[Opening Supplied data section]
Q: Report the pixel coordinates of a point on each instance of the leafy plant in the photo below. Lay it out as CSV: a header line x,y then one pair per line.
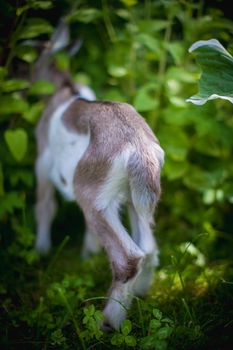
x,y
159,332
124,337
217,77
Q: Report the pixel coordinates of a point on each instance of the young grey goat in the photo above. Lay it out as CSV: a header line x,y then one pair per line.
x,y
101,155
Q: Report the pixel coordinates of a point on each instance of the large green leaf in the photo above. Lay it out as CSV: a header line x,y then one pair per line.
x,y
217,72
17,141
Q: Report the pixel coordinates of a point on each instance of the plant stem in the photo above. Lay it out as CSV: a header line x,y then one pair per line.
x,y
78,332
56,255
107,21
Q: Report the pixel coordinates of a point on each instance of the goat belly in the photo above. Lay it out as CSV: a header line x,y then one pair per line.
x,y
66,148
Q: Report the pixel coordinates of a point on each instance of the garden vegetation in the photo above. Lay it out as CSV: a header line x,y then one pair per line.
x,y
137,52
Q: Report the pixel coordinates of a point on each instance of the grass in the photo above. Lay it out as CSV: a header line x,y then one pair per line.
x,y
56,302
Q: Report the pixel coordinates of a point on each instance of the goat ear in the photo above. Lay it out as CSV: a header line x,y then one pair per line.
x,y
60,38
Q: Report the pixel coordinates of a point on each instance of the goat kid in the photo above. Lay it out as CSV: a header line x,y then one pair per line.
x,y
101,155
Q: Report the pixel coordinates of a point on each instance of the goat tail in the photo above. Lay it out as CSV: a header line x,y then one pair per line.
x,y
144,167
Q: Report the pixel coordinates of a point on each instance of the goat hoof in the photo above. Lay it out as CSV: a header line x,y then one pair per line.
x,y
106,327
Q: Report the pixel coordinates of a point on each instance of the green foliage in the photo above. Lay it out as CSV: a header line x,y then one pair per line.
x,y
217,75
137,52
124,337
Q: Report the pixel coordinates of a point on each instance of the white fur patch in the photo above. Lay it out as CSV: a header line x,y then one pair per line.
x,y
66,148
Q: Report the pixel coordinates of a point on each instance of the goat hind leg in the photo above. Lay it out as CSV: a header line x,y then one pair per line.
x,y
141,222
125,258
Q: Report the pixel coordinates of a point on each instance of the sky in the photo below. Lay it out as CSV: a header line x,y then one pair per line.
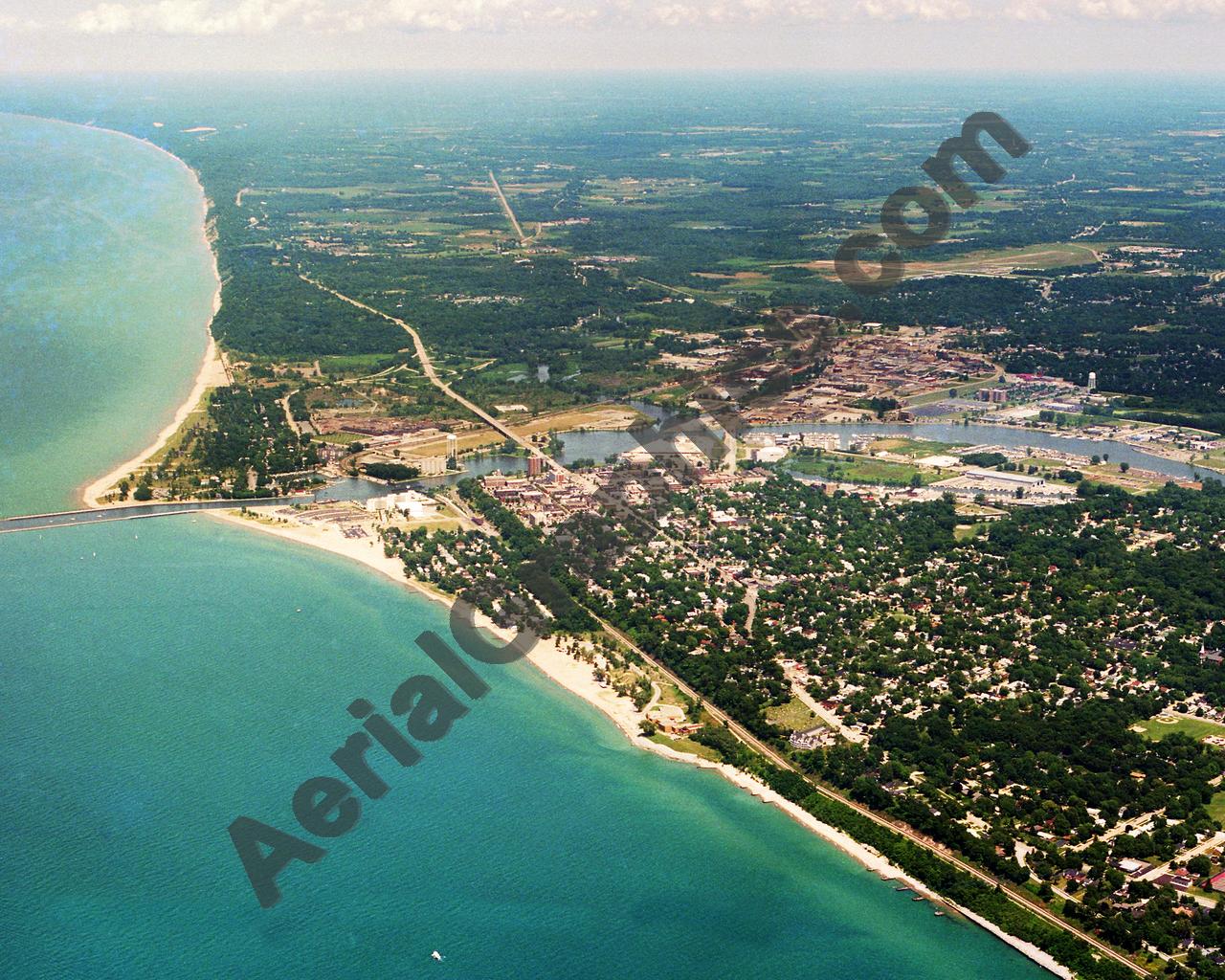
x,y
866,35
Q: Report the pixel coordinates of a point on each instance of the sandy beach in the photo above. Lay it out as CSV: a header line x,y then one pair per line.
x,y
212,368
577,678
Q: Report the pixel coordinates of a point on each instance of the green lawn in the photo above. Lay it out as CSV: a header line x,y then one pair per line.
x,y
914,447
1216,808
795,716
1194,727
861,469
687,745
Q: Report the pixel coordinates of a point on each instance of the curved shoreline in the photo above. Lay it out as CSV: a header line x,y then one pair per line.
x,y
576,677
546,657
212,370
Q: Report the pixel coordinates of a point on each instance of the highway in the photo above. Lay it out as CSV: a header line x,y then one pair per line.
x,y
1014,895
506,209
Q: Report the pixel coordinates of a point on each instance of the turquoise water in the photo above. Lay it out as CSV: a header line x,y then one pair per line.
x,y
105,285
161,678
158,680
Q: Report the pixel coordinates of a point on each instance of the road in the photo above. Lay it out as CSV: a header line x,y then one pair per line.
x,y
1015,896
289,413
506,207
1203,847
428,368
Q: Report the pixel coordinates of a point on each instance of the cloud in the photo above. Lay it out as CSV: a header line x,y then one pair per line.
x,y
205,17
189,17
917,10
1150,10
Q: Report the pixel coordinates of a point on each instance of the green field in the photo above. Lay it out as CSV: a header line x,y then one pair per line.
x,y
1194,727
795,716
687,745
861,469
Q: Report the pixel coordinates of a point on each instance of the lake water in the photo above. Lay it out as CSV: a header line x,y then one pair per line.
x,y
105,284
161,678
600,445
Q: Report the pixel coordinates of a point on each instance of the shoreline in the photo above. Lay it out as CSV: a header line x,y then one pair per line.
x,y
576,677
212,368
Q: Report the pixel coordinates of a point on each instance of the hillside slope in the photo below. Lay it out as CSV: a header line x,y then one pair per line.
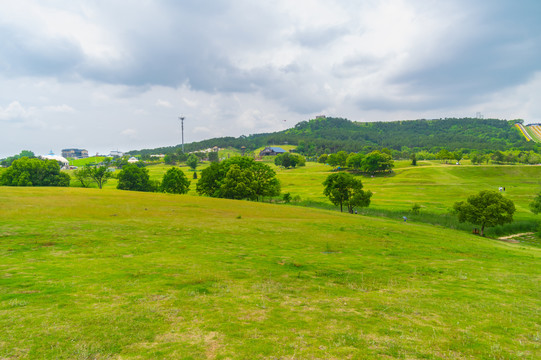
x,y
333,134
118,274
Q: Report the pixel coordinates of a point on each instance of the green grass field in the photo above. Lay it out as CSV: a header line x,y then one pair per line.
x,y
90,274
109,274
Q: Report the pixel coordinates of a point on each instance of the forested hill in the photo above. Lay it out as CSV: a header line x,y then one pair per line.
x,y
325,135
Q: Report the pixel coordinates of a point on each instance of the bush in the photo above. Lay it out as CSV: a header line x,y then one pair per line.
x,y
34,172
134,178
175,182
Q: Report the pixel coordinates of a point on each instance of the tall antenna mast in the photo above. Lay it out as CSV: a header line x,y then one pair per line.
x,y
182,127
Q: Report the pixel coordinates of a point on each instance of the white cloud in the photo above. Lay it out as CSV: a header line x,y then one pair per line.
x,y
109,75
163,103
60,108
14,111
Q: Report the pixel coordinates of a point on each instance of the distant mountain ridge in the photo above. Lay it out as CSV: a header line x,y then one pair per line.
[Closing Supplied data section]
* **The task**:
An exact copy of all the records is required, with the pictures omitted.

* **Result of the task**:
Q: Report the pixel coordinates of a point on each instance of the leafy plant in the photo below. Lay it out as CSV: a header line x,y then one pair per line.
x,y
159,332
124,337
217,77
Q: Report the pixel coordinates of a point on each instance of the young grey goat in the photo above. Lay it out as CSV: a header line x,y then one pair per line.
x,y
101,155
Q: Report the pixel coordinates of a point on each instance of the large green leaf in the photo above. Lay it out as CSV: a header line x,y then one pair per line.
x,y
217,72
17,141
Q: Report the pixel coordinates of a point on each instance of the plant stem in the photo above. Lay it out as CSV: a header line x,y then one pair per line.
x,y
78,332
56,255
107,21
Q: Report the pixel coordinates of a point on each instance of the goat belly in the photo above. Lay it out as CSV: a header line x,y then one pair per line.
x,y
66,148
Q: Report the pixel coordinates of a point on each instance of the garden vegetation in the photo above. Lay it out as CSV: a header line x,y then one pair per line.
x,y
137,52
Q: Report the pixel coordinates of a point on each instance of the grass in the photo above. Lay it out as CSV: a header line x,y then one pair per line.
x,y
56,302
Q: Report the pixel coordinates of a point on each instance of the goat ear in the photo above. Lay it out as CSV: a header line x,y then one pair per line.
x,y
60,38
Q: Report the pixel coordinates of a point on each instance of the goat kid in the photo above. Lay it out as CSV: a header line x,y then one pair per line.
x,y
101,155
Q: Report the pixel coordinates of a point on each instance of the goat tail in the photo above. Lay it out as CSV: a header line x,y then one pair per line.
x,y
144,167
Q: Report the pixel coordinates of a point on each instance of the goat hoof in the photo above. Lay it out as CSV: a header line x,y then one pair per line.
x,y
106,327
Q: Report the pixel coordinates of a point on each instance of the green foliage in the photo above. Lay it out as CSV: a header line x,y then one pair per line.
x,y
217,75
137,52
124,337
Q: Report the pixel coordinates of a point on each instance of the white fur patch in the photo above. Lay it out as CSV: a header line x,y then one pair per line.
x,y
66,148
Q: Report the pixel coordinates of a point on each instance of the goat hind leg in the photo above. Lay it out as CSV: a header line x,y then one pair per line.
x,y
141,222
125,258
Q: Report the pixel coordinates of a point on each instance of the sky in the photo below. Lay it out as CSV: a header line x,y then one pair per line.
x,y
866,35
Q: Report the pixel coordinates of a point on each instance of the sandy beach in the photo above. Lay it out as CSV: a header line x,y then one pair per line.
x,y
212,368
577,678
Q: Report the pixel coordinates of a point on each instance of the green lawn in the photo above. Lay it out as CSV: a header line x,y then one pair per line.
x,y
914,447
1216,808
795,716
1194,727
861,469
687,745
Q: Report the pixel coordinates of a point on each instance of the curved shoreline in the photo above. Lay it out as CSV: a header line x,y then one pair per line.
x,y
576,677
546,657
212,370
Q: Report the pixel coordinates of a point on each instance of the highway in the photo above. Lay it out as CSV: a header line x,y then one pair per line.
x,y
1014,895
506,209
Q: Report the pixel coordinates of a point on each instance of the turquoise water in the photo above. Lay it out as CSV: a header line x,y then one pair per line.
x,y
105,285
161,678
158,680
Q: Report the pixel coordinates of a point on each instance of the road in the photo above. Lay it out as CSV: a header line x,y then one pair per line.
x,y
1015,896
289,413
506,207
1203,847
428,368
Q: Report the pixel coordinates of a point on each instance of the cloud in the photo above. Lay it out as CSV: a header line x,y then one pair per line.
x,y
205,17
189,17
917,10
1150,10
Q: Report the pixel coordinates of a point on each instance of the green field in the photo above. Lay it out as CSV: a header line x,y then one pair per line.
x,y
1194,727
795,716
687,745
861,469
Q: Report the pixel coordinates of a point on each instance of the lake water in the photo above. Lay it out as CSV: a header line x,y then one pair per line.
x,y
105,284
161,678
600,445
Q: Report the pixel coordinates of a point on each instance of the shoreline in the photo above. Lay it out as CSV: a header line x,y then one pair per line.
x,y
576,677
212,368
Q: Report the pixel coordinates of a point on each instance of the hillside slope in the photo below. Lay it out as CSV: a header line x,y then one pair per line.
x,y
333,134
118,274
Q: Report the pixel coordinates of a point on each instance of the green grass field in the photo above. Lay it out as CSV: a header line x,y then one pair per line.
x,y
90,274
109,274
Q: Report the pixel coordinates of a point on each instance of the forested hill in the photo above. Lay it out as CSV: a header line x,y then one pair per line.
x,y
325,135
Q: Report the pixel coordinates of a point on each instance of the bush in the photo above. Lay it out as CSV: a header line x,y then one pair per line.
x,y
34,172
134,178
175,182
Q: Report the pixel coordinates of a point on each instance of the tall antenna mast in the photo above. Lay it out as CSV: a header line x,y then one pair per line.
x,y
182,127
Q: Report the pixel coordinates of a point on each instance of the white cloud in the photo above. Lay it out as CSV: a header line x,y then one pair per line.
x,y
109,75
163,103
60,108
14,111
Q: Report the pixel coordinates of a point on each instance of the distant mountain ridge in the photo above. Lay it out as CSV: a header line x,y then one pair per line.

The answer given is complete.